→ REQUIREMENT
Carry on the account of the Ranchi school and its branch institutions from the point where it stops.

** Opening SELECTED EXTRACT block **

Instruction in primary subjects is given in Hindi to the KOLS, SANTALS, and MUNDAS, aboriginal tribes of the province. Classes for girls only have been organized in near-by villages.
The unique feature at Ranchi is the initiation into KRIYA YOGA. The boys daily practice their spiritual exercises, engage in GITA chanting, and are taught by precept and example the virtues of simplicity, self-sacrifice, honor, and truth. Evil is pointed out to them as being that which produces misery; good as those actions which result in true happiness. Evil may be compared to poisoned honey, tempting but laden with death.
Overcoming restlessness of body and mind by concentration techniques has achieved astonishing results: it is no novelty at Ranchi to see an appealing little figure, aged nine or ten years, sitting for an hour or more in unbroken poise, the unwinking gaze directed to the spiritual eye. Often the picture of these Ranchi students has returned to my mind, as I observed collegians over the world who are hardly able to sit still through one class period. {FN40-4}
Ranchi lies 2000 feet above sea level; the climate is mild and equable. The twenty-five acre site, by a large bathing pond, includes one of the finest orchards in India-five hundred fruit trees-mango, guava, litchi, jackfruit, date. The boys grow their own vegetables, and spin at their CHARKAS.
A guest house is hospitably open for Western visitors. The Ranchi library contains numerous magazines, and about a thousand volumes in English and Bengali, donations from the West and the East. There is a collection of the scriptures of the world. A well-classified museum displays archeological, geological, and anthropological exhibits; trophies, to a great extent, of my wanderings over the Lord's varied earth.
The charitable hospital and dispensary of the Lahiri Mahasaya Mission, with many outdoor branches in distant villages, have already ministered to 150,000 of India's poor. The Ranchi students are trained in first aid, and have given praiseworthy service to their province at tragic times of flood or famine.
In the orchard stands a Shiva temple, with a statue of the blessed master, Lahiri Mahasaya. Daily prayers and scripture classes are held in the garden under the mango bowers.
Branch high schools, with the residential and yoga features of Ranchi, have been opened and are now flourishing. These are the Yogoda Sat-Sanga Vidyapith (School) for Boys, at Lakshmanpur in Bihar; and the Yogoda Sat-Sanga High School and hermitage at Ejmalichak in Midnapore.
A stately Yogoda Math was dedicated in 1939 at Dakshineswar, directly on the Ganges. Only a few miles north of Calcutta, the new hermitage affords a haven of peace for city dwellers. Suitable accommodations are available for Western guests, and particularly for those seekers who are intensely dedicating their lives to spiritual realization. The activities of the Yogoda Math include a fortnightly mailing of Self-Realization Fellowship teachings to students in various parts of India.

** Closing SELECTED EXTRACT block **
** Opening EXTRACTED MATERIAL block **

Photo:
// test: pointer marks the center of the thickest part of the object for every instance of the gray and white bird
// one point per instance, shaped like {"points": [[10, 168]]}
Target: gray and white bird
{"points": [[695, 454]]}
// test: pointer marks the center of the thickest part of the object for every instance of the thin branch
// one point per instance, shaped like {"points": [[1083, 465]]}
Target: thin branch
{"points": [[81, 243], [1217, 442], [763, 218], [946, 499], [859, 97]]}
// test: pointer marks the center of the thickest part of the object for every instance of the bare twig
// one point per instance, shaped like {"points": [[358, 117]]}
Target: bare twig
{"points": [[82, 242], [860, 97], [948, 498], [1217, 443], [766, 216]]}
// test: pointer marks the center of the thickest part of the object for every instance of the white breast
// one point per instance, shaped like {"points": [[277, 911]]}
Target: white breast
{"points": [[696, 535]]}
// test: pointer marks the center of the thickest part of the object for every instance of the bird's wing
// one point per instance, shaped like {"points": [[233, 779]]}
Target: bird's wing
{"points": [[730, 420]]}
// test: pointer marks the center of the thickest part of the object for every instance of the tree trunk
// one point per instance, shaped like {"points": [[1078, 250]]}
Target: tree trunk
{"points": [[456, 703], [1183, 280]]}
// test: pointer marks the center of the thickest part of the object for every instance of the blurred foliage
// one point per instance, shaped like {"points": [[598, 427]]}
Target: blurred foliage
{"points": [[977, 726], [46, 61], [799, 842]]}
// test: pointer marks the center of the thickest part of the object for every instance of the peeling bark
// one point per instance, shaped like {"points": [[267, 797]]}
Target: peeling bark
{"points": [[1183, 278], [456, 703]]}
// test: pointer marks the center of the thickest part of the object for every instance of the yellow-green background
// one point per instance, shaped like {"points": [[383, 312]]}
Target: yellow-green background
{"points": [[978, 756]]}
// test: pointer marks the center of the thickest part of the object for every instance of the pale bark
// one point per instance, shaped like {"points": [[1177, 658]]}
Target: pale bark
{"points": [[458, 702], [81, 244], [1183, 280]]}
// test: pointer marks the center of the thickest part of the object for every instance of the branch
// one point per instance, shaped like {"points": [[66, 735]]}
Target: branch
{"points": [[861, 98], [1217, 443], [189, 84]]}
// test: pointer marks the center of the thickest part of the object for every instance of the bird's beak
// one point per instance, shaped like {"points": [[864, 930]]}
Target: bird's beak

** Closing EXTRACTED MATERIAL block **

→ WRITTEN ANSWER
It is needless to say that all these educational and humanitarian activities have required the self-sacrificing service and devotion of many teachers and workers. I do not list their names here, because they are so numerous; but in my heart each one has a lustrous niche. Inspired by the ideals of Lahiri Mahasaya, these teachers have abandoned promising worldly goals to serve humbly, to give greatly.
Mr. Wright formed many fast friendships with Ranchi boys; clad in a simple DHOTI, he lived for awhile among them. At Ranchi, Calcutta, Serampore, everywhere he went, my secretary, who has a vivid gift of description, hauled out his travel diary to record his adventures. One evening I asked him a question.
"Dick, what is your impression of India?"
"Peace," he said thoughtfully. "The racial aura is peace."
{FN40-1} We broke our journey in Central Provinces, halfway across the continent, to see Mahatma Gandhi at Wardha. Those days are described in chapter 44.
{FN40-2} Prafulla was the lad who had been present with Master when a cobra approached (see page 116).
{FN40-3} Literally, "holy name," a word of greeting among Hindus, accompanied by palm-folded hands lifted from the heart to the forehead in salutation. A PRONAM in India takes the place of the Western greeting by handshaking.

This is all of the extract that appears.